▶ **任务要求 a**: 数一数记录里有多少行含有“crane”这个词，区分大小写，只写出行数。

== 所给文段 ==

离散化下标后用树状数组维护最值即可，总复杂度\(O(n\log n)\)

#include<cstdio>
#include<iostream>
#include<utility>
#include<vector>
#include<cstring>
#include<cmath>
#include<cstdlib>
#include<algorithm>
#include<queue>
#include<set>
#include<map>
#include<set>
#include<array>
#include<random>
#include<bitset>
#include<ctime>
#include<limits.h>
#include<unordered_map>
#define RI register int
#define CI const int&
#define mp make_pair
#define fi first
#define se second
#define Tp template <typename T>
using namespace std;
typedef long long LL;
typedef long double LDB;
typedef unsigned long long u64;
typedef __int128 i128;
typedef pair <int,int> pi;
typedef vector <int> VI;
typedef array <int,3> tri;
const int N=1e6+5;
struct ifo
{
	int x,id;
	inline ifo(CI X=0,CI ID=0)

===
== 练习材料 ==

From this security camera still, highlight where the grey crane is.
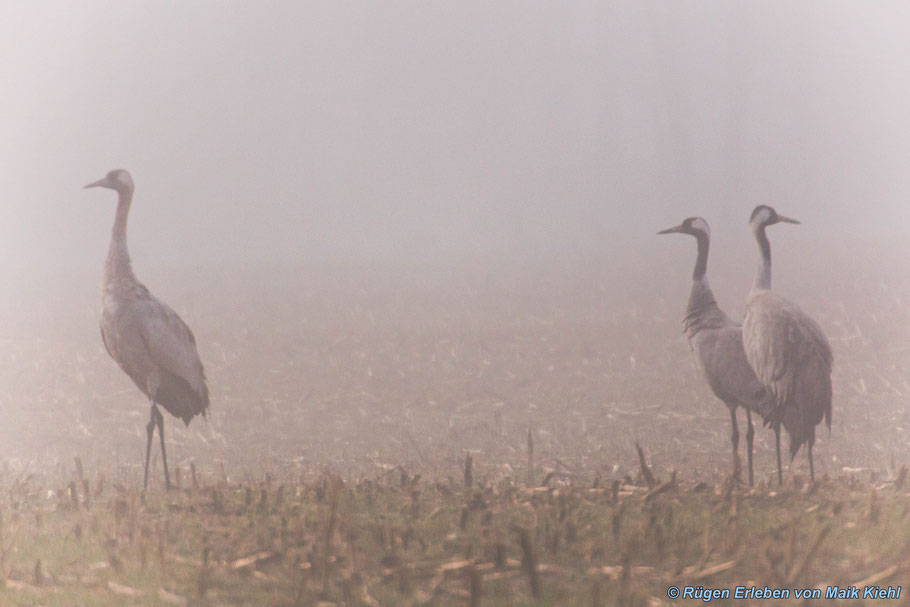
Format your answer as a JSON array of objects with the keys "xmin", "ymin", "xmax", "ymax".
[
  {"xmin": 85, "ymin": 169, "xmax": 209, "ymax": 489},
  {"xmin": 658, "ymin": 217, "xmax": 775, "ymax": 486},
  {"xmin": 743, "ymin": 205, "xmax": 834, "ymax": 484}
]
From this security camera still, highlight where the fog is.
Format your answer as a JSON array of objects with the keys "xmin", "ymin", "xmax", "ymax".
[
  {"xmin": 0, "ymin": 1, "xmax": 910, "ymax": 268},
  {"xmin": 0, "ymin": 0, "xmax": 910, "ymax": 482}
]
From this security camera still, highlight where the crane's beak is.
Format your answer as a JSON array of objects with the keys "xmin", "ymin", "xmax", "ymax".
[{"xmin": 82, "ymin": 177, "xmax": 111, "ymax": 190}]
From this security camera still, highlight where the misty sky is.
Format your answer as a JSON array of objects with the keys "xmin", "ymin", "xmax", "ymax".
[{"xmin": 0, "ymin": 0, "xmax": 910, "ymax": 277}]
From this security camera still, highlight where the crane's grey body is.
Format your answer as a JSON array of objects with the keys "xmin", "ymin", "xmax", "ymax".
[
  {"xmin": 86, "ymin": 170, "xmax": 209, "ymax": 487},
  {"xmin": 743, "ymin": 205, "xmax": 834, "ymax": 483},
  {"xmin": 660, "ymin": 217, "xmax": 774, "ymax": 485}
]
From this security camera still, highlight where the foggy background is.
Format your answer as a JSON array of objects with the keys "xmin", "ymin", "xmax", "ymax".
[
  {"xmin": 0, "ymin": 0, "xmax": 910, "ymax": 482},
  {"xmin": 0, "ymin": 1, "xmax": 910, "ymax": 268}
]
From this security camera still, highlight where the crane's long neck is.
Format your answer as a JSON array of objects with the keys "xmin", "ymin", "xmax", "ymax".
[
  {"xmin": 683, "ymin": 233, "xmax": 725, "ymax": 338},
  {"xmin": 104, "ymin": 190, "xmax": 135, "ymax": 284},
  {"xmin": 692, "ymin": 232, "xmax": 711, "ymax": 280},
  {"xmin": 752, "ymin": 224, "xmax": 771, "ymax": 293}
]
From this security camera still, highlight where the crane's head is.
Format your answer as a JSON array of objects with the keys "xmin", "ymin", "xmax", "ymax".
[
  {"xmin": 85, "ymin": 169, "xmax": 133, "ymax": 192},
  {"xmin": 658, "ymin": 217, "xmax": 711, "ymax": 238},
  {"xmin": 749, "ymin": 204, "xmax": 799, "ymax": 228}
]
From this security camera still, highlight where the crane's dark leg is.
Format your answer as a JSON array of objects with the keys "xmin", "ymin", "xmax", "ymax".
[
  {"xmin": 152, "ymin": 406, "xmax": 171, "ymax": 489},
  {"xmin": 730, "ymin": 407, "xmax": 742, "ymax": 481},
  {"xmin": 774, "ymin": 422, "xmax": 784, "ymax": 487},
  {"xmin": 809, "ymin": 440, "xmax": 815, "ymax": 484},
  {"xmin": 142, "ymin": 403, "xmax": 161, "ymax": 491},
  {"xmin": 746, "ymin": 409, "xmax": 755, "ymax": 487}
]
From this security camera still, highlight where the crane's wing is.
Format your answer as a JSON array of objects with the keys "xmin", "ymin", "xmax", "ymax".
[
  {"xmin": 743, "ymin": 291, "xmax": 834, "ymax": 405},
  {"xmin": 137, "ymin": 294, "xmax": 209, "ymax": 414}
]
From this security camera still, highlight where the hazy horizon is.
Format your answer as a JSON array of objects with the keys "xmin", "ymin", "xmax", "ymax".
[{"xmin": 0, "ymin": 2, "xmax": 910, "ymax": 272}]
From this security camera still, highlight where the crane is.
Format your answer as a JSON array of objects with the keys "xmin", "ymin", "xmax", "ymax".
[
  {"xmin": 85, "ymin": 169, "xmax": 209, "ymax": 489},
  {"xmin": 743, "ymin": 205, "xmax": 834, "ymax": 485},
  {"xmin": 658, "ymin": 217, "xmax": 775, "ymax": 486}
]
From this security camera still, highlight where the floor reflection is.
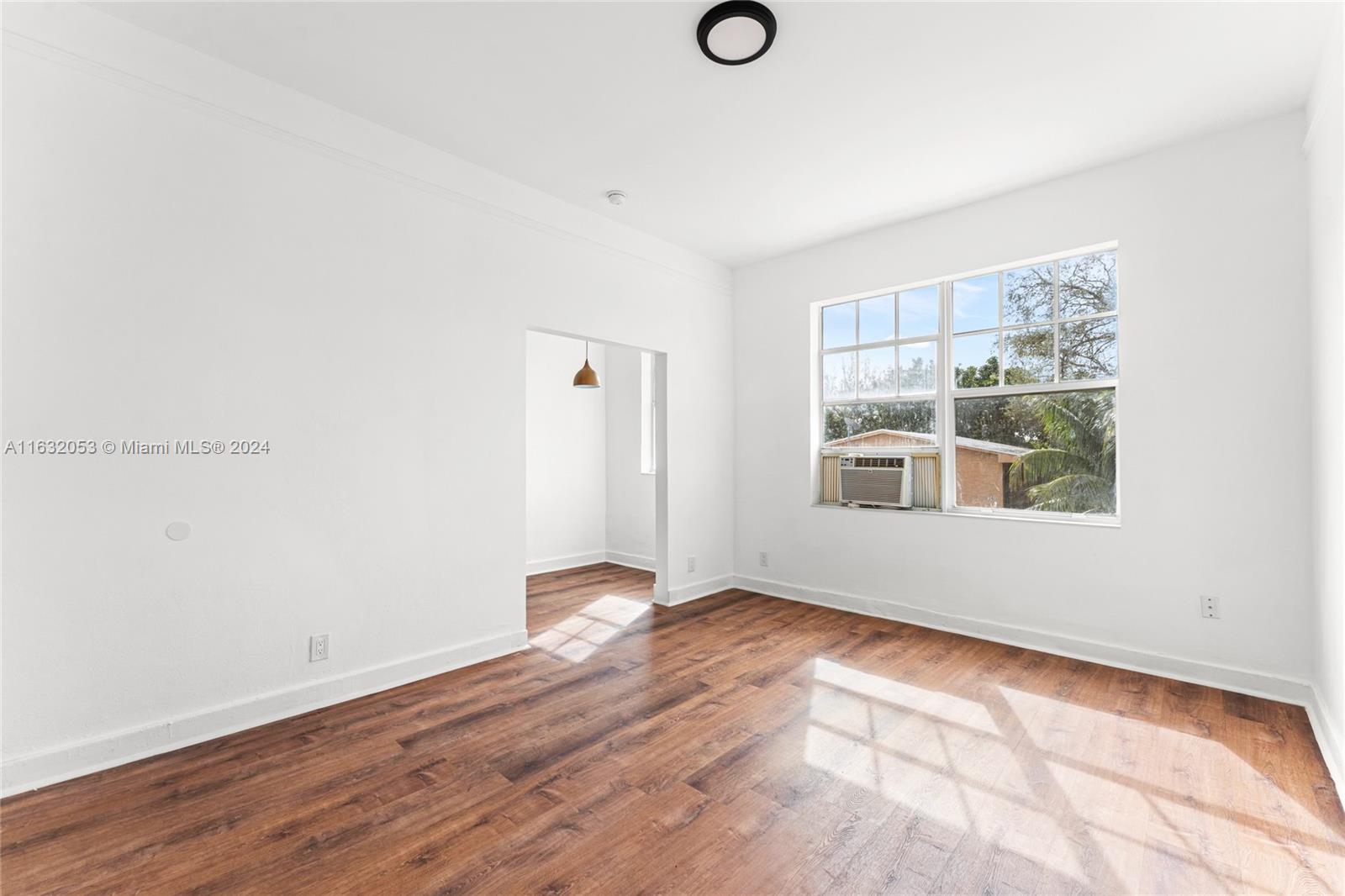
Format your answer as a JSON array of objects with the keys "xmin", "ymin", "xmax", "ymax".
[
  {"xmin": 529, "ymin": 594, "xmax": 650, "ymax": 663},
  {"xmin": 804, "ymin": 659, "xmax": 1345, "ymax": 892}
]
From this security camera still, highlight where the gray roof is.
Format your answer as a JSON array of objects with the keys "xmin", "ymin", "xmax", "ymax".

===

▶ **任务要求 b**:
根据所给文段回答：
(i) 文中说总复杂度是多少？
(ii) 常量 N 被设为多少？
(iii) LL 是哪种类型的别名？

▶ **完整答案 a**: 8

▶ **完整答案 b**:
(i) O(n log n)
(ii) 1e6+5
(iii) long long